L’élection présidentielle camerounaise aura lieu le 11 octobre prochain. La nouvelle a été annoncée le 11 septembre par décret présidentiel. Le sentiment général qui prévaut au sein des partis politiques de l’opposition, des observateurs nationaux indépendants et d’une large frange de la population est celui d’une impréparation. La convocation des électeurs met fin aux inscriptions sur les listes électorales alors que, début septembre, l’Observatoire national des élections (Onel) estimait à seulement 4,3 millions le nombre de Camerounais inscrits soit la moitié de l’électorat potentiel. Dans le meilleur des cas, les personnes inscrites ne recevront leur carte d’électeur qu’à 15 jours du scrutin. Il sera alors trop tard pour d’éventuelles contestations.

En début d’année, le gouvernement avait décidé de refondre les listes électorales et d’annuler les anciennes cartes. Pour voter, toute personne âgée d’au moins 20 ans devait s’inscrire sur la nouvelle liste. Mais, les Camerounais ont pour la plupart traîné, malgré les rappels des partis politiques et du ministère de l’Administration territoriale et de la décentralisation (Minatd), organisateur des élections. Anicet Ekané, opposant et candidat déclaré à la prochaine présidentielle, explique cette attitude : "Si les électeurs ne sont pas motivés à aller s’inscrire, la faute en incombe au pouvoir qui depuis 1990 a décrédibilisé le processus électoral et les résultats des élections par des fraudes massives".

Dans son rapport présenté après les élections législatives et municipales de juin 2002, l’Onel, une structure dont les membres sont nommés par le chef de l’Etat pour superviser et contrôler les élections, relevait que les électeurs considèrent les autorités administratives comme partisanes (....) et que certains fonctionnaires carriéristes sont convaincus que leur salut passe par la manipulation des résultats dans leur circonscription". Il dénonçait également les diverses pressions de certaines élites sur les populations locales pour fausser le processus électoral.

Un électorat démobilisé

Maître Jean de Dieu Momo, avocat à Douala et responsable d’une ONG de défense des Droits de l’homme, est de ceux que les précédents scrutins ont découragés : "Je ne suis pas inscrit, simplement parce que j’estime que nous ne sommes pas dans un pays qui respecte les principes démocratiques. Alors, pourquoi me déranger pour une élection dont le résultat est connu d’avance ?" Dans son rapport sur les élections de 2002, Transparency international-Cameroun pointe elle aussi plusieurs défaillances : les inscriptions multiples sur les listes électorales, la délivrance de plusieurs cartes d’électeurs à certains citoyens et, dans certains cas, des inscriptions sélectives avec en prime l’exclusion des militants et sympathisants - vrais ou supposés - de l’opposition".

Exercice. Comment traduire en anglais cette phrase de l'extrait sur l'élection présidentielle camerounaise : « La nouvelle a été annoncée le 11 septembre par décret présidentiel. » ? Les enregistrements qui suivent ne sont pas nécessaires.

Documents fournis.
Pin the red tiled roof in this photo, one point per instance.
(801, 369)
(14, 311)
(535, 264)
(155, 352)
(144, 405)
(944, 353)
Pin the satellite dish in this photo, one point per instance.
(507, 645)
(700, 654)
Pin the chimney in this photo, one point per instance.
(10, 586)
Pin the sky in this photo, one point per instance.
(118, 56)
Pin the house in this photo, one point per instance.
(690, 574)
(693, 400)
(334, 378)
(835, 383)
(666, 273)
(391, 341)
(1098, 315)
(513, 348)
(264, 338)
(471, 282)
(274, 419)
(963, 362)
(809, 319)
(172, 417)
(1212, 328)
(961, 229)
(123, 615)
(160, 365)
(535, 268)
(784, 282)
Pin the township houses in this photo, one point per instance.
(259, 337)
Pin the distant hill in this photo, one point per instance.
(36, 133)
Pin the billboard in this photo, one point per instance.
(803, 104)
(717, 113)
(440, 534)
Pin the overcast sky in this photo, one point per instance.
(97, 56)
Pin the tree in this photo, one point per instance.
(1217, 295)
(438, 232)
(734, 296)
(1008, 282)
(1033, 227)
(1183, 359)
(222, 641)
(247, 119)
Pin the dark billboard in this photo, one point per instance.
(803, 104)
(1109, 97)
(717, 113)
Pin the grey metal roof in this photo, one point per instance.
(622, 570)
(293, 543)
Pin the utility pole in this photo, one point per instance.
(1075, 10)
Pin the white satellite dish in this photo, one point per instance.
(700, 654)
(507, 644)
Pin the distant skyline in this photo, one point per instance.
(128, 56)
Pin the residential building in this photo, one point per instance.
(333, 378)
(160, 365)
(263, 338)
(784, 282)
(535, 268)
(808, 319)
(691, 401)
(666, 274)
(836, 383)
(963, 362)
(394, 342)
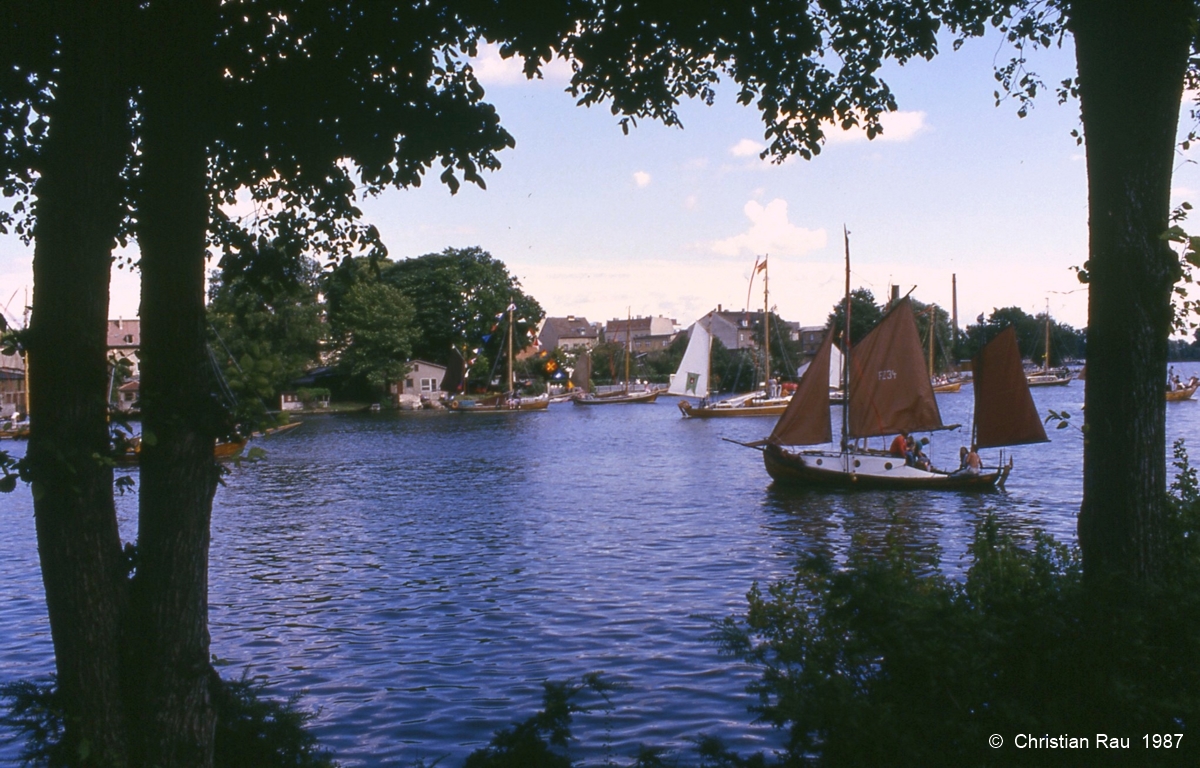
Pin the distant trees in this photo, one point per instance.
(265, 318)
(461, 299)
(865, 315)
(1066, 342)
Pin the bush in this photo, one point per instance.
(252, 730)
(880, 665)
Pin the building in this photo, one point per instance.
(424, 379)
(12, 385)
(127, 396)
(568, 333)
(124, 341)
(647, 333)
(733, 329)
(810, 337)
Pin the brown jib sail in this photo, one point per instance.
(1005, 409)
(807, 419)
(889, 388)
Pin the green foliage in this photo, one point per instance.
(372, 327)
(543, 739)
(540, 741)
(253, 731)
(460, 298)
(864, 316)
(258, 732)
(885, 663)
(1066, 342)
(265, 321)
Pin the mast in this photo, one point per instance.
(845, 342)
(629, 342)
(25, 353)
(1045, 363)
(954, 312)
(766, 328)
(933, 316)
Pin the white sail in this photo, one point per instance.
(691, 378)
(834, 369)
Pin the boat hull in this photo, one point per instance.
(1048, 379)
(1176, 395)
(623, 399)
(869, 472)
(498, 405)
(718, 412)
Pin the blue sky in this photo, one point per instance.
(669, 221)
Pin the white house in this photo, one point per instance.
(424, 379)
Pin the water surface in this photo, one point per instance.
(417, 576)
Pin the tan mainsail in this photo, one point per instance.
(582, 375)
(889, 388)
(1005, 409)
(807, 419)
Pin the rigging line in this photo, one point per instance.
(222, 383)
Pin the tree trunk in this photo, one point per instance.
(169, 636)
(79, 209)
(1132, 58)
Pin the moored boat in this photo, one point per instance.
(695, 373)
(889, 393)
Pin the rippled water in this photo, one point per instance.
(418, 576)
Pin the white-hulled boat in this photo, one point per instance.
(889, 393)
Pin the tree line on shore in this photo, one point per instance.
(276, 316)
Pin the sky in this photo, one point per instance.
(667, 221)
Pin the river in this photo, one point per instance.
(415, 576)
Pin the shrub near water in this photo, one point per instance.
(879, 665)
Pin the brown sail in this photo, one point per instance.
(807, 419)
(1005, 409)
(582, 375)
(889, 388)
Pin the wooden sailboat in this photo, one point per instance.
(759, 403)
(941, 383)
(889, 393)
(1045, 377)
(509, 400)
(625, 396)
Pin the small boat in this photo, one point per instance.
(279, 430)
(1048, 377)
(223, 450)
(627, 396)
(1179, 395)
(504, 402)
(889, 393)
(697, 358)
(591, 399)
(15, 430)
(1179, 391)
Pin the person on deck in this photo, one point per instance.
(975, 465)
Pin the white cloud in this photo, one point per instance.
(898, 126)
(495, 71)
(747, 148)
(771, 233)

Réponse. The news was announced on September 11 by presidential decree.